## Short problem
Write out each of the following rows word for word, but leave the pictures out of your answer.

## Data for this exercise
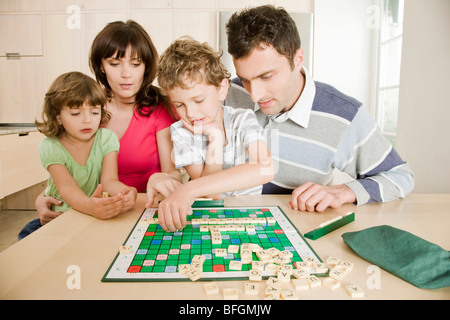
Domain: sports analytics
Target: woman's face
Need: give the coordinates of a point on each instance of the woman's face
(124, 75)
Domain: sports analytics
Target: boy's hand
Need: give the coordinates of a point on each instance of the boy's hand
(160, 183)
(209, 129)
(129, 195)
(105, 208)
(173, 210)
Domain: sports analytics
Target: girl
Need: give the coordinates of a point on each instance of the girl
(77, 154)
(124, 61)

## Answer to this problem
Domain: sports analytics
Target: woman's face
Need: give the coordinates of a point on each instance of the woman's face
(124, 75)
Domain: sports analytics
Target: boy's hand
Need: give the coordinates of a point on each instance of the boy's hand
(160, 183)
(209, 129)
(129, 195)
(105, 208)
(173, 210)
Domain: sports analytics
Target: girl
Need: give the coordinates of a point on each instance of the girl
(77, 154)
(124, 61)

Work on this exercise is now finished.